— PROBLEM DESCRIPTION —
Reproduce every line of the material, exactly as given.

::: SUPPLIED MATERIAL :::

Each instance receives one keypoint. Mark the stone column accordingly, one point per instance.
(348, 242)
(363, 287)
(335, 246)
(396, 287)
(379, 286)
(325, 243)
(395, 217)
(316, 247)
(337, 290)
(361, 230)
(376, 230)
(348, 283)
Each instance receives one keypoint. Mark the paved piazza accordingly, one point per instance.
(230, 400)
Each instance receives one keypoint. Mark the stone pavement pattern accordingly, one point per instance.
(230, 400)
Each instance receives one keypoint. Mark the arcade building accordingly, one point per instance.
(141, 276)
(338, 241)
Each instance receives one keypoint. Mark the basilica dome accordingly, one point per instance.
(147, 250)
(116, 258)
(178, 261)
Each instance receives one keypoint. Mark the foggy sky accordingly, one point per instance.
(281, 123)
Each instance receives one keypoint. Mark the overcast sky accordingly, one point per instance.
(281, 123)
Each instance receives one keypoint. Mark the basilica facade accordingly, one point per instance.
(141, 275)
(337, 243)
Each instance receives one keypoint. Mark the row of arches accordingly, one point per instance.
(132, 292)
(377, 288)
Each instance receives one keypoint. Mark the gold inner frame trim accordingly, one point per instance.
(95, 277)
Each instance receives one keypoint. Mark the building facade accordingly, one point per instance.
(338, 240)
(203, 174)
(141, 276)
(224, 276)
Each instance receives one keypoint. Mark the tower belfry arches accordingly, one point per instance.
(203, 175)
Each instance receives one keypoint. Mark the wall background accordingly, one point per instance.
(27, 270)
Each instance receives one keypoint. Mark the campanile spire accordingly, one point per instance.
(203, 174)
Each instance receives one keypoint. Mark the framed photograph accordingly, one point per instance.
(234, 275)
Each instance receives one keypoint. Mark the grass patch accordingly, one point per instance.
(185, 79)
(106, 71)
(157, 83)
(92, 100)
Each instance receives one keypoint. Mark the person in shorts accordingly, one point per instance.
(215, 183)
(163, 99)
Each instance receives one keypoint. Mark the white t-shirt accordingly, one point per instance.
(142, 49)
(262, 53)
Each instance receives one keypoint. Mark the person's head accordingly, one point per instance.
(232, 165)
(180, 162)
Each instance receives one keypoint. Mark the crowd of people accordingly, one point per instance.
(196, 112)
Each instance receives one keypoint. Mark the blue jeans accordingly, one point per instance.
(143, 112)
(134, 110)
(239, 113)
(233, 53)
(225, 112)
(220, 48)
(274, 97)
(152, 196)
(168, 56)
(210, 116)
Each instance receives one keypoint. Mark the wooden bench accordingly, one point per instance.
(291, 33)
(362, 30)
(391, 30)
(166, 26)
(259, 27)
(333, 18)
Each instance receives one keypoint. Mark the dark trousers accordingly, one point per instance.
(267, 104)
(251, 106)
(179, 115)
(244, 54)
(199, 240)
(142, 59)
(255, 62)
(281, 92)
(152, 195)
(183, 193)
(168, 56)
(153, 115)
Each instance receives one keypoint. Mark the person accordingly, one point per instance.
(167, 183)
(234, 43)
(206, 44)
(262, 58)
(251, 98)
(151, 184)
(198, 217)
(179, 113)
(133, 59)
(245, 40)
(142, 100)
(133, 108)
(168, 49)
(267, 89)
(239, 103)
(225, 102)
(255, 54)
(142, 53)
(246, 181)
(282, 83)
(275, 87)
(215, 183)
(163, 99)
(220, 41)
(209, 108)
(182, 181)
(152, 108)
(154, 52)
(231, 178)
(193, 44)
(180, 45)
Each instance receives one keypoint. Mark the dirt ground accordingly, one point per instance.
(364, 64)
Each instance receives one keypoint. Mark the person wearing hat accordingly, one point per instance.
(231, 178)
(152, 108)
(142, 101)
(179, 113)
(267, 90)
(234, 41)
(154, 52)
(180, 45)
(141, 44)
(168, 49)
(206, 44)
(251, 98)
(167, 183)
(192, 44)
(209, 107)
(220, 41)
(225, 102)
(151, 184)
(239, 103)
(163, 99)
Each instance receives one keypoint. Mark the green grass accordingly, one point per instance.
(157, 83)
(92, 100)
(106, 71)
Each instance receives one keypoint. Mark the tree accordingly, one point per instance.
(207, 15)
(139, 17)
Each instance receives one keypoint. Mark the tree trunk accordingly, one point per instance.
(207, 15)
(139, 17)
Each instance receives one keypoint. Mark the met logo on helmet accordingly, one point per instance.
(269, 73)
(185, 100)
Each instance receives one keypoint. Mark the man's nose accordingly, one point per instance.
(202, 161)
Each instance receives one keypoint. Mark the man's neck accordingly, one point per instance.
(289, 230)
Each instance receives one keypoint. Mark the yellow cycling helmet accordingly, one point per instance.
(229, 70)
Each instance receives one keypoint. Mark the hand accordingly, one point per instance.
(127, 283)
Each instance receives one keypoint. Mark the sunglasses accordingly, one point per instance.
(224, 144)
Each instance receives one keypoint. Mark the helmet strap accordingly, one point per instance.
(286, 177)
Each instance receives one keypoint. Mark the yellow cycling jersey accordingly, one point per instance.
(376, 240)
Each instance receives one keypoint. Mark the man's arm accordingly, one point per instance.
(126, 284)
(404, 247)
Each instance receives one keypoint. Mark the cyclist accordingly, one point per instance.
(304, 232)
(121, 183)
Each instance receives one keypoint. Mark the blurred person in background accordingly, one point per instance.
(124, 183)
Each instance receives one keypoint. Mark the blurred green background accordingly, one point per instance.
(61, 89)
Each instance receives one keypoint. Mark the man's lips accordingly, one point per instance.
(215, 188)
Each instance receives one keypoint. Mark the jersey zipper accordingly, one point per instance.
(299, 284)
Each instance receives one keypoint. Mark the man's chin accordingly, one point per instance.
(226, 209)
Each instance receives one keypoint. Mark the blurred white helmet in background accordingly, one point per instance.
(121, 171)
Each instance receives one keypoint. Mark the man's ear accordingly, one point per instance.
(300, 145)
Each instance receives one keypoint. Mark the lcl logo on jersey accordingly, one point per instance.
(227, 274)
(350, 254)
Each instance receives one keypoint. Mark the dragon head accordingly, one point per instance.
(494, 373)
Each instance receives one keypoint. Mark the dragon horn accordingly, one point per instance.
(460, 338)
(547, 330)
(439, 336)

:::

— RESPONSE —
Each instance receives one keypoint. Mark the stone column accordingly, one point per instance.
(348, 242)
(363, 287)
(335, 246)
(396, 287)
(379, 286)
(325, 243)
(395, 217)
(316, 247)
(337, 290)
(361, 230)
(376, 230)
(348, 283)
Each instance receives one keypoint. Mark the paved piazza accordingly, one point per instance.
(230, 400)
Each instance receives one keypoint. Mark the stone pavement pattern accordingly, one point per instance.
(230, 400)
Each instance receives one keypoint. Mark the arcade building accordingly, one point per instance.
(141, 276)
(338, 241)
Each instance receives one keypoint. Mark the basilica dome accordingly, one point per instance.
(147, 250)
(116, 258)
(178, 261)
Each instance receives one keypoint. Mark the foggy sky accordingly, one point per instance.
(281, 123)
Each instance receives one keypoint. Mark the overcast sky accordingly, one point per instance.
(281, 123)
Each instance receives one keypoint. Mark the basilica facade accordingly, one point per instance.
(141, 275)
(337, 243)
Each instance receives one keypoint. Mark the row of arches accordingly, one point per instance.
(132, 292)
(377, 288)
Each instance receives one keypoint. Mark the gold inner frame trim accordingly, one point per instance.
(95, 277)
Each instance receives one keypoint. Mark the building facade accordingly, one point per instance.
(338, 240)
(203, 174)
(141, 276)
(224, 276)
Each instance receives one keypoint. Mark the tower belfry arches accordingly, one point per instance.
(203, 175)
Each instance receives one keypoint. Mark the wall background accordingly, one point per instance.
(27, 270)
Each instance receives one keypoint. Mark the campanile spire accordingly, one point per instance.
(203, 174)
Each instance receives one keypoint. Mark the framed photograph accordingly, one point per instance.
(234, 275)
Each instance receives one keypoint. Mark the grass patch accordingly, one point per instance.
(185, 79)
(106, 71)
(157, 83)
(92, 100)
Each instance receives one keypoint. Mark the person in shorts accordingly, one point per instance.
(215, 183)
(163, 99)
Each instance receives one keypoint. Mark the white t-shirt accordingly, one point per instance.
(142, 49)
(262, 53)
Each instance receives one keypoint. Mark the person's head accordingly, one point per instance.
(232, 165)
(180, 162)
Each instance receives one keypoint. Mark the crowd of people accordingly, one point per instance.
(196, 112)
Each instance receives one keypoint. Mark the blue jeans accordingly, one point per instance.
(143, 112)
(134, 110)
(239, 113)
(233, 53)
(225, 112)
(220, 48)
(274, 97)
(152, 196)
(168, 56)
(210, 116)
Each instance receives one keypoint. Mark the wooden bench accordingly, one point per instance.
(291, 33)
(362, 30)
(391, 30)
(166, 26)
(259, 27)
(333, 18)
Each instance receives one keypoint. Mark the dark trousers accordingly, one point per instance.
(267, 104)
(251, 106)
(179, 115)
(244, 54)
(199, 240)
(142, 59)
(255, 62)
(281, 92)
(152, 195)
(183, 193)
(168, 56)
(153, 115)
Each instance receives one keypoint. Mark the person accordingly, one point per instance.
(167, 183)
(234, 43)
(206, 44)
(262, 58)
(251, 98)
(151, 184)
(198, 217)
(179, 113)
(133, 59)
(245, 40)
(142, 100)
(133, 108)
(168, 49)
(267, 89)
(239, 103)
(225, 102)
(255, 54)
(142, 53)
(246, 181)
(282, 83)
(275, 87)
(215, 183)
(163, 99)
(220, 41)
(209, 108)
(182, 181)
(152, 108)
(154, 52)
(231, 178)
(193, 44)
(180, 45)
Each instance receives one keypoint. Mark the dirt ground accordingly, one point per instance.
(364, 64)
Each instance receives one keypoint. Mark the person wearing hat accordingly, one point per instance.
(231, 178)
(152, 108)
(142, 101)
(179, 113)
(267, 90)
(234, 41)
(154, 52)
(180, 45)
(141, 44)
(168, 49)
(206, 44)
(251, 98)
(167, 183)
(192, 44)
(209, 107)
(220, 41)
(225, 102)
(151, 184)
(239, 103)
(163, 99)
Each instance receives one keypoint. Mark the green grass accordingly, one point per instance.
(157, 83)
(92, 100)
(106, 71)
Each instance receives one keypoint. Mark the tree accordingly, one point per instance.
(207, 15)
(139, 17)
Each instance receives one keypoint. Mark the tree trunk accordingly, one point per instance.
(207, 15)
(139, 17)
Each instance receives one keypoint. Mark the met logo on helmet accordingly, one point per instance.
(269, 73)
(185, 100)
Each instance receives one keypoint. Mark the man's nose accordingly, one point per instance.
(202, 161)
Each instance receives one keypoint. Mark the man's neck accordingly, one point per instance.
(289, 230)
Each instance receives one keypoint. Mark the yellow cycling helmet accordingly, one point per instance.
(229, 70)
Each instance receives one keypoint. Mark the hand accordingly, one point per instance.
(127, 283)
Each instance receives one keypoint. Mark the sunglasses accordingly, one point per instance.
(224, 144)
Each instance receives one keypoint. Mark the helmet strap accordingly, one point per instance.
(286, 177)
Each instance receives one keypoint. Mark the yellow cycling jersey accordingly, one point per instance.
(376, 240)
Each instance receives one keypoint. Mark the man's arm accordingly, one point per instance.
(126, 284)
(404, 247)
Each instance receives one keypoint. Mark the cyclist accordingly, one point per instance.
(304, 232)
(121, 183)
Each instance receives one keypoint. Mark the blurred person in background accordingly, one point per instance.
(124, 183)
Each instance receives one keypoint. Mark the blurred green background accordingly, one point per instance.
(61, 89)
Each instance receives one keypoint. Mark the man's lips accordingly, one point per instance.
(215, 188)
Each instance receives one keypoint. Mark the jersey zipper accordingly, one point per instance.
(299, 284)
Each instance receives one keypoint. Mark the man's chin accordingly, one point per instance.
(226, 209)
Each instance receives one keypoint. Mark the blurred white helmet in background accordingly, one point per instance.
(121, 171)
Each instance receives one keypoint. Mark the man's ear accordingly, one point per instance.
(300, 145)
Each instance receives one keypoint. Mark the lcl logo on jersey accordingly, one point per instance.
(227, 274)
(350, 254)
Each instance receives one keypoint. Mark the dragon head accordingly, one point per instance.
(494, 373)
Each instance receives one keypoint. Mark the dragon horn accordingly, one point per instance.
(460, 338)
(547, 330)
(439, 336)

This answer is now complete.